__INSTRUCTION__
Starting from the first line of the records and proceeding through the line that contains "[454,147,504,184]", render those lines as a numbered list, omitting any blank lines.
--- START ---
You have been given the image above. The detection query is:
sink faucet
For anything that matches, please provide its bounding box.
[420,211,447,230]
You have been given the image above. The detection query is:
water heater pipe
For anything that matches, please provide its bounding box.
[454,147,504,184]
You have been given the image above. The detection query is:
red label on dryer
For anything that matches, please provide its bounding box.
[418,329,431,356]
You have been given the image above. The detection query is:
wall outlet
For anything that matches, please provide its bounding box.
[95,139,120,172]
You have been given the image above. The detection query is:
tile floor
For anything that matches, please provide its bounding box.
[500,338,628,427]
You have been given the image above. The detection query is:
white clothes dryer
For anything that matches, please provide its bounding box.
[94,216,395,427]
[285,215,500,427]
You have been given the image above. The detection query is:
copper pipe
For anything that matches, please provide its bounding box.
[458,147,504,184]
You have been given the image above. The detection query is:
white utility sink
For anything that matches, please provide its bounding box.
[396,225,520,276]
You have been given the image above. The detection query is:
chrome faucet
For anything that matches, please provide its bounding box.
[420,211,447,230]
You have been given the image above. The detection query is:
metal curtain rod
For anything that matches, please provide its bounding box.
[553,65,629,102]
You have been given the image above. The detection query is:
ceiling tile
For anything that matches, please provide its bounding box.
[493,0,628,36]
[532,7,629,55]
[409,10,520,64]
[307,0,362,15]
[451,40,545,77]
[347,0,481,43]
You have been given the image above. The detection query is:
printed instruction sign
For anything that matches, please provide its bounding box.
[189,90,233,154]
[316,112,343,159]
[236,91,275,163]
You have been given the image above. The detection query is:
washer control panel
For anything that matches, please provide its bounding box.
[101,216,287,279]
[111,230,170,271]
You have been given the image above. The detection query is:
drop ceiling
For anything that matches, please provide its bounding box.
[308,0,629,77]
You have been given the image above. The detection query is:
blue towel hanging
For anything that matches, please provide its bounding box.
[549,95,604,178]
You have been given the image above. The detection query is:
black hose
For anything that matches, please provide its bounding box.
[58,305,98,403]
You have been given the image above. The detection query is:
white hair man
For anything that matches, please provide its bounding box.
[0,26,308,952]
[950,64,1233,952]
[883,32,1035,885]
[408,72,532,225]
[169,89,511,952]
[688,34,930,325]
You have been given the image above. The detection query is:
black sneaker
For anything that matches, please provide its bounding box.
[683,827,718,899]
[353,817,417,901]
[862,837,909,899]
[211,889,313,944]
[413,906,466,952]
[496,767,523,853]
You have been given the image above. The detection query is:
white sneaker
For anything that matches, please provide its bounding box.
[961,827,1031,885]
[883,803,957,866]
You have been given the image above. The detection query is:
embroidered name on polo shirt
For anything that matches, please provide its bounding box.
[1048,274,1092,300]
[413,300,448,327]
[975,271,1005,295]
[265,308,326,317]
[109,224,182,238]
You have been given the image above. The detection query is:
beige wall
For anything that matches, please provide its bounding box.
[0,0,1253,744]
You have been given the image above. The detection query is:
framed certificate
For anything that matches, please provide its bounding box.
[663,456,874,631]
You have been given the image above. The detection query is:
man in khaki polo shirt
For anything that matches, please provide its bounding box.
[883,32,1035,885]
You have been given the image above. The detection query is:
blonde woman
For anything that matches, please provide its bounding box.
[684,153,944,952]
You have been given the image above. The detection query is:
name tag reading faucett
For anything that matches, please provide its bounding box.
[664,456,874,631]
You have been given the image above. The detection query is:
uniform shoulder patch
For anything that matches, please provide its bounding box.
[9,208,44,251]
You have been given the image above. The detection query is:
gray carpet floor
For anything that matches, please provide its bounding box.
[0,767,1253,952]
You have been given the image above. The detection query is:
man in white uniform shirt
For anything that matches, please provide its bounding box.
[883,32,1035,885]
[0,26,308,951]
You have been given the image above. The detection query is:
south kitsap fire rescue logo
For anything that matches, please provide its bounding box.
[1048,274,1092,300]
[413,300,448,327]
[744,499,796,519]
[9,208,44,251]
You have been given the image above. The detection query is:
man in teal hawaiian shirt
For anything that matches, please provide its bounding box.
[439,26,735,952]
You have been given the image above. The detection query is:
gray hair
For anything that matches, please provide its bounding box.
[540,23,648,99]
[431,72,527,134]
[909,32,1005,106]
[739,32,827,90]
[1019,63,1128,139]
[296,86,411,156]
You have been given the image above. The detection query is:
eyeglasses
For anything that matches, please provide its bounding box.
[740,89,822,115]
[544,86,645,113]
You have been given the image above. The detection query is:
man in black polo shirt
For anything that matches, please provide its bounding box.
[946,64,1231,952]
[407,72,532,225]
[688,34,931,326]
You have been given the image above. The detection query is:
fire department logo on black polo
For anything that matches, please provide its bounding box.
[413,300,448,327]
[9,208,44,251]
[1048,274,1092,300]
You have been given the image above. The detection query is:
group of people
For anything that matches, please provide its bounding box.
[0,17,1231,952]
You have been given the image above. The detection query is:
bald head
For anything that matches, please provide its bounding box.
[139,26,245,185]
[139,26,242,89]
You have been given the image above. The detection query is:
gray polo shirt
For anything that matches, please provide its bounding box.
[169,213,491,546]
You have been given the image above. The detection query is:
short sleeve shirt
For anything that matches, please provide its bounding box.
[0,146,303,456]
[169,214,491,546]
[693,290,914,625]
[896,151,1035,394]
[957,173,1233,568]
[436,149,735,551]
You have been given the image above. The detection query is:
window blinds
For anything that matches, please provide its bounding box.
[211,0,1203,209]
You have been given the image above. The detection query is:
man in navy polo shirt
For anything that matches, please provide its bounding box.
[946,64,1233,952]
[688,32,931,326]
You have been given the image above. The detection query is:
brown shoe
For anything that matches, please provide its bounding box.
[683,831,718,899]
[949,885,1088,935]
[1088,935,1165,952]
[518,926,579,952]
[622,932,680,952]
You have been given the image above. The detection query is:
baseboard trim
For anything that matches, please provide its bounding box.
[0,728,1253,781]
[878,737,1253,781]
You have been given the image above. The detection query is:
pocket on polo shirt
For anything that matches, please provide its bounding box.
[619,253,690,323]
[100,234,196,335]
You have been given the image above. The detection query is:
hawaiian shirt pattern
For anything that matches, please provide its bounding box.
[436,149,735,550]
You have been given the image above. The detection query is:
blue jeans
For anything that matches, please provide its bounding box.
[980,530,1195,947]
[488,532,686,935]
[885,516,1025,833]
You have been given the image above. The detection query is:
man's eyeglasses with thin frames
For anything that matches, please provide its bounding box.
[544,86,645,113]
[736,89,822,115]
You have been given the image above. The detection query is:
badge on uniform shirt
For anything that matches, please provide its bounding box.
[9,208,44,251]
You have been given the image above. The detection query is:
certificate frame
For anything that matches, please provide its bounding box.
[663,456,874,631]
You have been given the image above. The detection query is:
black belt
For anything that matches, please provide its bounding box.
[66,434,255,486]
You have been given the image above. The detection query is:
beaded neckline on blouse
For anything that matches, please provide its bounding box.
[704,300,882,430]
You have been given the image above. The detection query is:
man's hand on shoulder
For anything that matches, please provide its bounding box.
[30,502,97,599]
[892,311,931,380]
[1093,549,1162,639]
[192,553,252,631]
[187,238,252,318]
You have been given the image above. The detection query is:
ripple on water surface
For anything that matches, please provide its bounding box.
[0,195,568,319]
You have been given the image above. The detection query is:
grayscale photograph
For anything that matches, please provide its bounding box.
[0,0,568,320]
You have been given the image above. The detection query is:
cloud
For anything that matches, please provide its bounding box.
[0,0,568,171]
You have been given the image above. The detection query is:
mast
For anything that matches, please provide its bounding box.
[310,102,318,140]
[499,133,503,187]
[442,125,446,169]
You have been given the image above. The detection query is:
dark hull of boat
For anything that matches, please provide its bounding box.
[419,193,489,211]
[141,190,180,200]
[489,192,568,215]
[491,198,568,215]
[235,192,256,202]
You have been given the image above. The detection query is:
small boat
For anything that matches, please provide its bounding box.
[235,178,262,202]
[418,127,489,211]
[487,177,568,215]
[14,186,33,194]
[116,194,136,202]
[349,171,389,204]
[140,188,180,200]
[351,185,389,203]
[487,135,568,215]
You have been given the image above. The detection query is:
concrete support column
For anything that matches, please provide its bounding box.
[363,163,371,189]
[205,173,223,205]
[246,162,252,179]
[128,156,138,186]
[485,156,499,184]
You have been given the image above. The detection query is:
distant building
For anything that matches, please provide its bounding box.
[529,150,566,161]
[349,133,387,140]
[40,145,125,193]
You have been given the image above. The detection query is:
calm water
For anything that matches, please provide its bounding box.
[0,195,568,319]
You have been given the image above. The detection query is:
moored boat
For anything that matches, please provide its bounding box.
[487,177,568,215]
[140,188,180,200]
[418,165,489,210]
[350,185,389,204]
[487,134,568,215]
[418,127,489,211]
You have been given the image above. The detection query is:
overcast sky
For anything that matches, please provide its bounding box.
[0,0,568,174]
--- END ---
__ANSWER TO THE EXERCISE__
1. You have been given the image above. The detection query is:
2. sink faucet
3. For anything that matches, please provide its bounding box.
4. [420,211,447,230]
5. You have been given the image above. The detection query is:
6. water heater pipe
7. For anything that matches, please provide its bounding box.
8. [454,147,504,184]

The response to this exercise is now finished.